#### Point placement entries
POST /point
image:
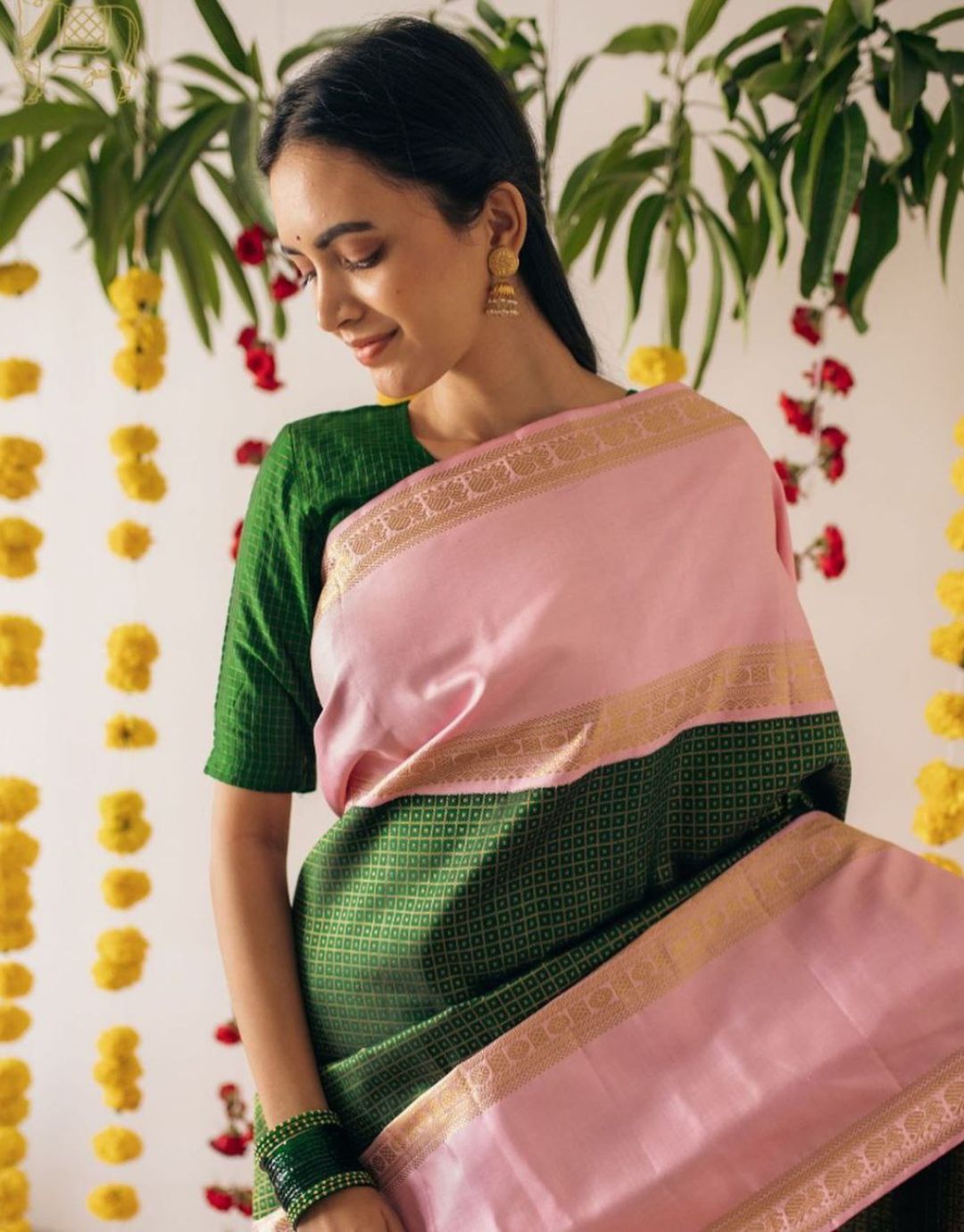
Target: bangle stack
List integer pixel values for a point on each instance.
(308, 1156)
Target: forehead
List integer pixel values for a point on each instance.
(319, 194)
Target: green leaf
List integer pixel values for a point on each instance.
(196, 249)
(841, 171)
(782, 78)
(110, 178)
(619, 196)
(908, 79)
(220, 248)
(253, 71)
(840, 26)
(714, 304)
(243, 137)
(655, 37)
(174, 156)
(7, 29)
(677, 292)
(700, 21)
(732, 254)
(935, 154)
(792, 16)
(863, 12)
(43, 174)
(809, 152)
(224, 35)
(51, 117)
(202, 64)
(942, 19)
(876, 238)
(639, 244)
(574, 187)
(769, 190)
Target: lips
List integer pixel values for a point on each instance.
(369, 353)
(370, 341)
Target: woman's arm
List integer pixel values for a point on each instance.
(249, 888)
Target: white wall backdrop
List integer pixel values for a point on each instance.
(872, 625)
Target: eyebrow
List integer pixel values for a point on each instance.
(327, 237)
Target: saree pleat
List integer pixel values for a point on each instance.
(590, 944)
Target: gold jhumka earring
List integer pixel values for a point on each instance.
(503, 302)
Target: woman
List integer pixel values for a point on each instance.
(589, 944)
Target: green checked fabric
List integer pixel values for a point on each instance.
(266, 703)
(428, 926)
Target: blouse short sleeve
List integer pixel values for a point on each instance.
(266, 703)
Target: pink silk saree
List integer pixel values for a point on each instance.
(590, 945)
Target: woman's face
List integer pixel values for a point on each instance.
(406, 270)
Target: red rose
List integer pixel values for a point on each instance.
(805, 321)
(798, 414)
(228, 1033)
(252, 451)
(788, 479)
(236, 542)
(218, 1198)
(228, 1144)
(836, 376)
(259, 360)
(831, 564)
(833, 438)
(834, 467)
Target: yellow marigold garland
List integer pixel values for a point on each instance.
(19, 376)
(130, 649)
(129, 540)
(19, 541)
(125, 828)
(938, 819)
(136, 295)
(655, 365)
(20, 639)
(19, 456)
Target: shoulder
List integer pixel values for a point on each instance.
(740, 446)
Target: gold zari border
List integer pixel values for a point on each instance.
(511, 470)
(746, 897)
(737, 681)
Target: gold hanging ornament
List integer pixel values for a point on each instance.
(503, 302)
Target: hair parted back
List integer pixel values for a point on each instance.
(422, 104)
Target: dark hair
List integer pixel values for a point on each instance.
(422, 104)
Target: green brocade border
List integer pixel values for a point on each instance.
(375, 1085)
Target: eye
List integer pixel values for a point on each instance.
(349, 265)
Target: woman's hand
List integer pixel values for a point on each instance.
(353, 1209)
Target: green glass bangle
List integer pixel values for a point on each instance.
(292, 1125)
(309, 1161)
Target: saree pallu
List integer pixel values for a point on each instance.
(590, 945)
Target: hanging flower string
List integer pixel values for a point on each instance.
(236, 1138)
(940, 817)
(255, 246)
(827, 377)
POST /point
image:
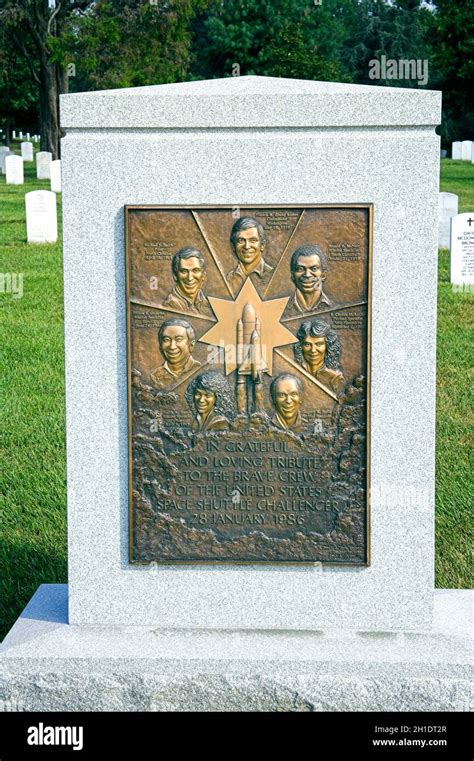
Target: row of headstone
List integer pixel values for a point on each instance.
(463, 150)
(56, 176)
(4, 152)
(46, 168)
(43, 165)
(462, 250)
(41, 217)
(448, 208)
(14, 170)
(27, 151)
(18, 135)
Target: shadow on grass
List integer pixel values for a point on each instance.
(23, 567)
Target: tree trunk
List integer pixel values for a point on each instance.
(49, 107)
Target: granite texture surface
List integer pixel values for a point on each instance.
(48, 665)
(397, 171)
(249, 103)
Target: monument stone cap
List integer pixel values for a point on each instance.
(230, 102)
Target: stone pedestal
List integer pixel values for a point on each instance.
(251, 637)
(48, 665)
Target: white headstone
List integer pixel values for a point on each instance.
(462, 249)
(14, 170)
(3, 155)
(56, 176)
(41, 216)
(43, 165)
(466, 148)
(448, 208)
(456, 150)
(27, 151)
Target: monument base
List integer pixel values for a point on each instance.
(48, 665)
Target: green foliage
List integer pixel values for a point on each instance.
(18, 92)
(452, 29)
(129, 44)
(32, 446)
(286, 38)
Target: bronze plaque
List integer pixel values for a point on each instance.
(248, 360)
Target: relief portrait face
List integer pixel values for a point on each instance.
(190, 276)
(308, 275)
(204, 401)
(248, 246)
(314, 349)
(287, 398)
(175, 345)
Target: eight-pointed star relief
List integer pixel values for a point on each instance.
(224, 333)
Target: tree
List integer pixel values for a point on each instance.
(452, 63)
(292, 38)
(33, 28)
(18, 94)
(126, 43)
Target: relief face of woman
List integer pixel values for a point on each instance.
(314, 351)
(204, 401)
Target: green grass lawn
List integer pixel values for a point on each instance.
(32, 448)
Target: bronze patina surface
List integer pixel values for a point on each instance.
(248, 357)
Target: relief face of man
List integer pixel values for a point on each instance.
(287, 396)
(248, 242)
(308, 272)
(190, 276)
(249, 248)
(189, 273)
(314, 351)
(204, 401)
(176, 346)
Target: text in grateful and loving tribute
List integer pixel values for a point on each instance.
(248, 361)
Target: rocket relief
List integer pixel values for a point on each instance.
(248, 354)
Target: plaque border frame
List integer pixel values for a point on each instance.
(231, 563)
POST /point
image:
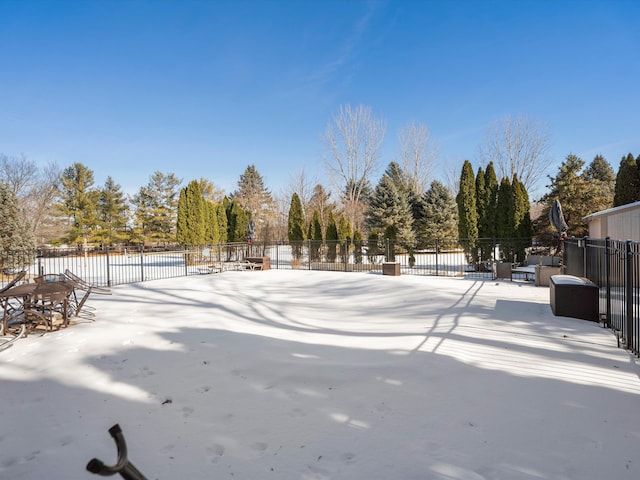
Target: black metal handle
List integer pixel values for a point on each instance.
(123, 466)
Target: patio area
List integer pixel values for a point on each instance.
(324, 375)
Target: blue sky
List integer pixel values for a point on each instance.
(205, 88)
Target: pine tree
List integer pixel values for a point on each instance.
(315, 236)
(157, 208)
(331, 238)
(466, 201)
(296, 226)
(112, 213)
(481, 201)
(601, 179)
(357, 247)
(79, 201)
(223, 226)
(627, 188)
(389, 211)
(345, 235)
(17, 243)
(212, 233)
(321, 202)
(523, 229)
(468, 213)
(571, 189)
(505, 220)
(190, 225)
(254, 197)
(491, 192)
(237, 221)
(439, 219)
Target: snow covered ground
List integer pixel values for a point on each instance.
(323, 375)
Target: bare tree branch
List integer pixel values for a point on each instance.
(418, 153)
(518, 146)
(352, 143)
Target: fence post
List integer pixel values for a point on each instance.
(607, 273)
(628, 295)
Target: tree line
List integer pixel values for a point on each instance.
(53, 206)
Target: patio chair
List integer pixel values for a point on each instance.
(82, 290)
(14, 281)
(12, 328)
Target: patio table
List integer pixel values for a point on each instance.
(40, 296)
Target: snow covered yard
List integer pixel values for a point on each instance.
(323, 375)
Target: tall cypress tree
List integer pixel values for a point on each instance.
(481, 201)
(491, 192)
(212, 234)
(223, 225)
(331, 237)
(466, 200)
(523, 226)
(296, 226)
(505, 220)
(315, 236)
(17, 243)
(468, 213)
(190, 224)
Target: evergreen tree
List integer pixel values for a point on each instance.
(17, 243)
(506, 220)
(254, 197)
(488, 222)
(79, 201)
(191, 226)
(331, 238)
(112, 213)
(237, 222)
(481, 200)
(468, 213)
(315, 236)
(296, 226)
(321, 202)
(157, 208)
(345, 235)
(223, 226)
(357, 247)
(505, 211)
(601, 179)
(523, 229)
(212, 234)
(439, 219)
(627, 187)
(571, 189)
(466, 201)
(389, 211)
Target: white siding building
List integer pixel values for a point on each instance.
(619, 223)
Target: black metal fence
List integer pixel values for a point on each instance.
(614, 266)
(109, 267)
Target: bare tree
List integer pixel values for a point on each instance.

#### Exercise objective
Please arrange all the entries above as a numbered list of their lines. Skip blank lines and omit the pictures.

#### The response
1. POST /point
2. image:
3. Target: bangle stack
4. List integer pixel values for a point on each instance.
5. (308, 1156)
6. Target: forehead
7. List integer pixel values for a point on each instance.
8. (319, 194)
9. Target: green leaf
10. List integer pixel values for a point on each instance.
11. (196, 249)
12. (841, 171)
13. (782, 78)
14. (110, 178)
15. (619, 196)
16. (908, 79)
17. (220, 248)
18. (253, 71)
19. (840, 26)
20. (714, 304)
21. (243, 137)
22. (655, 37)
23. (174, 156)
24. (7, 29)
25. (677, 292)
26. (700, 21)
27. (732, 254)
28. (935, 154)
29. (792, 16)
30. (863, 12)
31. (43, 174)
32. (809, 152)
33. (224, 35)
34. (51, 117)
35. (202, 64)
36. (942, 19)
37. (876, 238)
38. (639, 244)
39. (574, 187)
40. (769, 190)
41. Target: lips
42. List integer pixel values for a point on each instance.
43. (369, 353)
44. (370, 341)
45. Target: woman's arm
46. List integer pixel values for a point on each instance.
47. (249, 888)
48. Target: white wall backdrop
49. List integer pixel values for a point on each instance.
50. (872, 625)
51. Target: eyebrow
52. List integer pixel values for a point on each instance.
53. (327, 237)
54. Target: saree pleat
55. List integer pixel values for a point on each instance.
56. (590, 944)
57. Target: gold jhumka earring
58. List integer pixel values for a point on each instance.
59. (503, 302)
60. Target: woman
61. List integer pixel values for a point on each instance.
62. (589, 944)
63. Target: green checked fabric
64. List integer pixel values for a point on each instance.
65. (266, 703)
66. (428, 926)
67. Target: blouse short sleeve
68. List integer pixel values for a point on each instance.
69. (266, 703)
70. Target: pink silk saree
71. List integer pixel values for a point on each instance.
72. (590, 945)
73. Target: woman's face
74. List integer pixel values for a point on each instance.
75. (406, 270)
76. Target: red rose
77. List integer pixel values for a point on each instance.
78. (805, 321)
79. (798, 414)
80. (228, 1033)
81. (252, 451)
82. (788, 479)
83. (236, 542)
84. (218, 1198)
85. (228, 1144)
86. (836, 376)
87. (259, 360)
88. (831, 564)
89. (833, 438)
90. (834, 467)
91. Target: yellow marigold garland
92. List integer pixel values for a point on each instance.
93. (19, 376)
94. (130, 649)
95. (129, 540)
96. (19, 541)
97. (125, 828)
98. (938, 819)
99. (136, 295)
100. (655, 365)
101. (20, 639)
102. (19, 456)
103. Target: shoulder
104. List integer pixel values for a point on each instance.
105. (740, 446)
106. Target: gold zari border
107. List integer pixel values for a point on each instance.
108. (511, 470)
109. (746, 897)
110. (737, 681)
111. Target: gold hanging ornament
112. List integer pixel values for a point on each instance.
113. (503, 302)
114. Target: hair parted back
115. List integer pixel values for a point on each instance.
116. (422, 104)
117. Target: dark hair
118. List integer pixel values for a point on each instance.
119. (422, 104)
120. Target: green brocade border
121. List integer pixel values for a point on each instance.
122. (375, 1085)
123. Target: eye
124. List integer pixel values for a point on each instance.
125. (349, 265)
126. Target: woman's hand
127. List integer pixel values for a point on each instance.
128. (353, 1209)
129. Target: green glass bangle
130. List integer pixel values for a point on each instance.
131. (292, 1125)
132. (309, 1161)
133. Target: saree pallu
134. List integer pixel values for a point on each instance.
135. (590, 945)
136. Target: hanging flower string
137. List integer pixel values for a point on each instance.
138. (236, 1138)
139. (940, 817)
140. (255, 246)
141. (827, 377)
142. POST /point
143. image:
144. Target: row of headstone
145. List integer pixel values for a point on each instance.
146. (463, 150)
147. (56, 176)
148. (4, 152)
149. (46, 168)
150. (43, 165)
151. (462, 250)
152. (41, 217)
153. (448, 208)
154. (14, 170)
155. (27, 151)
156. (18, 135)
157. Target: shadow on grass
158. List integer pixel values for a point on each instance.
159. (23, 567)
160. Target: tree trunk
161. List integer pixel values for a point on each instance.
162. (49, 107)
163. Target: granite texture surface
164. List integer pixel values for a point on each instance.
165. (48, 665)
166. (397, 171)
167. (249, 103)
168. Target: monument stone cap
169. List integer pixel values for a point on each instance.
170. (230, 102)
171. Target: stone pedestal
172. List integer pixel values for a point on each instance.
173. (251, 637)
174. (48, 665)
175. Target: white headstone
176. List integer pixel values for a point on each instance.
177. (462, 249)
178. (14, 170)
179. (3, 155)
180. (56, 176)
181. (41, 216)
182. (43, 165)
183. (466, 148)
184. (448, 208)
185. (456, 150)
186. (27, 151)
187. Target: monument base
188. List integer pixel values for a point on each instance.
189. (48, 665)
190. Target: green foliage
191. List integer pixel values for a point on each instance.
192. (18, 92)
193. (452, 29)
194. (129, 44)
195. (32, 446)
196. (286, 38)
197. Target: bronze plaque
198. List integer pixel values for a point on each instance.
199. (248, 360)
200. Target: relief portrait face
201. List integer pixel values for a point on each instance.
202. (190, 276)
203. (308, 275)
204. (204, 401)
205. (248, 246)
206. (314, 349)
207. (287, 398)
208. (175, 345)
209. Target: eight-pointed star relief
210. List integer pixel values for a point on each instance.
211. (224, 333)
212. Target: tree
213. List integer pixel values for a point on each instance.
214. (452, 63)
215. (292, 38)
216. (33, 28)
217. (18, 94)
218. (126, 43)
219. Target: relief face of woman
220. List integer pixel values for a point on each instance.
221. (314, 351)
222. (204, 401)
223. Target: green grass lawn
224. List integer pixel values for a point on each instance.
225. (32, 448)
226. Target: bronze patina surface
227. List integer pixel values for a point on each instance.
228. (248, 357)
229. Target: relief face of man
230. List integer pixel values for a point on each instance.
231. (287, 396)
232. (248, 242)
233. (308, 272)
234. (190, 276)
235. (249, 248)
236. (189, 273)
237. (314, 351)
238. (204, 401)
239. (176, 346)
240. Target: text in grateful and loving tribute
241. List integer pixel values for a point on each instance.
242. (248, 361)
243. Target: rocket relief
244. List integer pixel values for a point on each instance.
245. (248, 354)
246. Target: plaque border frame
247. List integer pixel values for a point on each instance.
248. (231, 563)
249. POST /point
250. image:
251. Target: black metal handle
252. List integer pixel values for a point on each instance.
253. (123, 466)
254. Target: patio area
255. List integer pixel values for a point on each instance.
256. (324, 375)
257. Target: blue sky
258. List integer pixel values for a point on each instance.
259. (205, 88)
260. Target: pine tree
261. List integer pixel values for a point on each instance.
262. (315, 236)
263. (157, 208)
264. (331, 238)
265. (466, 201)
266. (296, 226)
267. (112, 213)
268. (481, 201)
269. (601, 179)
270. (357, 247)
271. (79, 201)
272. (223, 226)
273. (627, 188)
274. (389, 211)
275. (345, 235)
276. (17, 243)
277. (212, 233)
278. (321, 202)
279. (523, 229)
280. (468, 213)
281. (571, 189)
282. (505, 220)
283. (190, 225)
284. (254, 197)
285. (491, 192)
286. (237, 221)
287. (439, 219)
288. Target: snow covered ground
289. List integer pixel values for a point on each instance.
290. (323, 375)
291. Target: bare tree branch
292. List integer pixel values for a point on each instance.
293. (418, 153)
294. (518, 146)
295. (352, 143)
296. Target: fence post
297. List integer pixel values for a point on each instance.
298. (607, 273)
299. (628, 295)
300. Target: tree line
301. List integer pixel values for a point on each instance.
302. (53, 206)
303. Target: patio chair
304. List integer pixel values for a point on each instance.
305. (82, 290)
306. (14, 281)
307. (12, 328)
308. Target: patio table
309. List integer pixel values for a point on each instance.
310. (40, 296)
311. Target: snow covered yard
312. List integer pixel values for a point on each instance.
313. (323, 375)
314. Target: tall cypress tree
315. List integer pixel values for a point on each instance.
316. (481, 201)
317. (491, 192)
318. (212, 234)
319. (223, 225)
320. (331, 237)
321. (466, 200)
322. (523, 226)
323. (296, 226)
324. (505, 220)
325. (315, 236)
326. (17, 243)
327. (468, 213)
328. (190, 224)
329. Target: evergreen tree
330. List integer pixel values for a point on each instance.
331. (17, 243)
332. (506, 220)
333. (254, 197)
334. (488, 222)
335. (79, 201)
336. (191, 226)
337. (331, 238)
338. (112, 213)
339. (237, 222)
340. (481, 200)
341. (468, 213)
342. (315, 236)
343. (296, 226)
344. (321, 202)
345. (157, 208)
346. (345, 235)
347. (223, 226)
348. (357, 247)
349. (505, 211)
350. (601, 179)
351. (523, 229)
352. (212, 234)
353. (439, 219)
354. (627, 187)
355. (571, 189)
356. (466, 201)
357. (389, 211)
358. Target: white siding building
359. List integer pixel values for a point on each instance.
360. (619, 223)
361. Target: black metal fence
362. List integer pixel values for a point on each instance.
363. (614, 266)
364. (109, 267)
365. Target: bare tree
366. List integer pixel values for a point on each instance.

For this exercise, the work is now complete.